- [Bloco de texto]:
»»

Miguel Jorge – PE Desenvolvimento
Falar de Cuba é, quase sempre, sinônimo de provocar polêmica: ou se é totalmente contra ou se é totalmente a favor, por razões conhecidas e que não vale a pena recordar neste artigo. Tem sido assim nos últimos 50 anos, pelo menos, e essa situação ainda deve continuar por um tempo razoável.
No entanto, algumas hipocrisias sobre Cuba devem ser colocadas à luz do dia. Por exemplo, entre 2007 e 2010, fui seis vezes à ilha, como ministro, e, em três delas, encontrei um governador americano tentando vender os produtos de seu Estado. Na inauguração da Feira Internacional de Havana, na qual o Brasil tem participação importante, sempre com cerca de 40 de nossas pequenas e médias empresas como expositoras, fui convidado para subir ao palco. Logo depois de mim, foi chamado um governador americano, que ficou a meu lado e ao lado de Ramon Castro, irmão mais velho de Fidel e Raul.

««

- [Extrato de dados]:
»»

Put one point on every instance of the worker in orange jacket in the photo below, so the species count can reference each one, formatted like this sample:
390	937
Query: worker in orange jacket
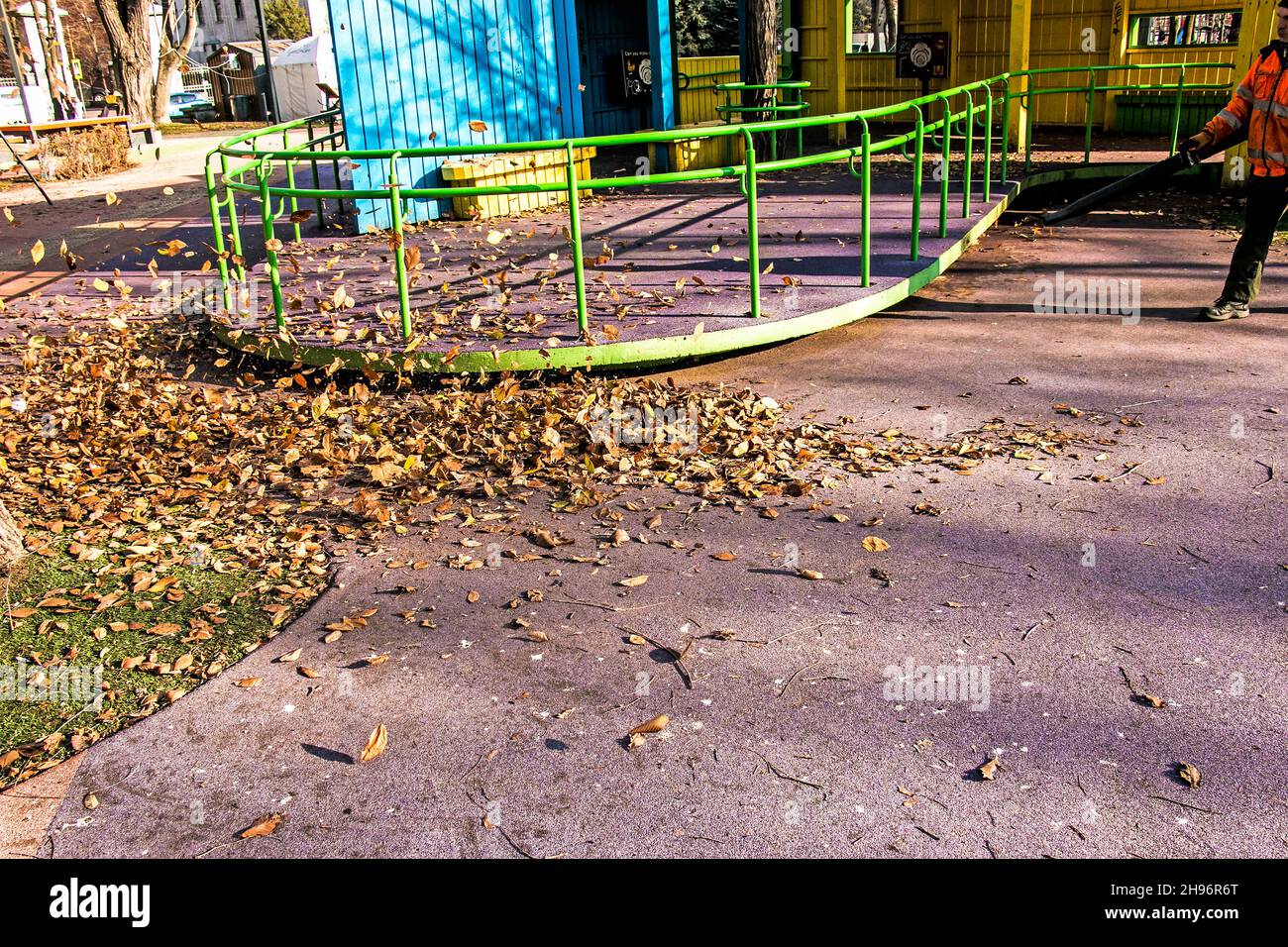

««

- [Instruções e requisitos]:
Retome o texto sobre Cuba e continue-o a partir da última frase, em que o governador americano fica ao lado de Ramon Castro.

- [Resposta do exercício]:
Até 2009, os Estados Unidos vendiam para Cuba toda a soja consumida no país - isso mudou depois que, em negociações com o governo cubano, substituímos os fornecedores americanos por brasileiros. O incrível é que, para comprar a soja, os cubanos, além de pagar adiantado, precisavam aguardar que um navio americano desembarcasse o produto no porto de Kingston, na Jamaica, para ser, então, embarcado em outro navio para Cuba (qualquer navio que atraque em Cuba fica impedido de atracar em todos os portos dos Estados Unidos durante seis meses, pelo menos). Com tantas manobras, os cubanos pagavam entre 20% e 30% a mais pela soja - e os EUA mantinham, sem sustos, a hipocrisia do bloqueio econômico à ilha.
Espera-se que a relação comercial e os acordos com Cuba fortaleçam, cada vez mais, a posição brasileira na ilha
No segundo governo do presidente Lula, a estratégia de comércio exterior foi absolutamente prática. Todo e qualquer mercado, em qualquer lugar do mundo, tinha importância - se pudéssemos vender um frango a mais, nós nos esforçaríamos para isso -, sendo fundamental abrir o máximo possível de mercados para os produtos brasileiros.
Daí, a grande quantidade de missões comerciais, a maioria delas com cerca de 100 empresários brasileiros, inclusive transportados pelo Sucatão, o velho, mas bravo e eficiente 707, que Lula autorizou ser usado pelo Ministério do Desenvolvimento, Indústria e Comércio (Mdic).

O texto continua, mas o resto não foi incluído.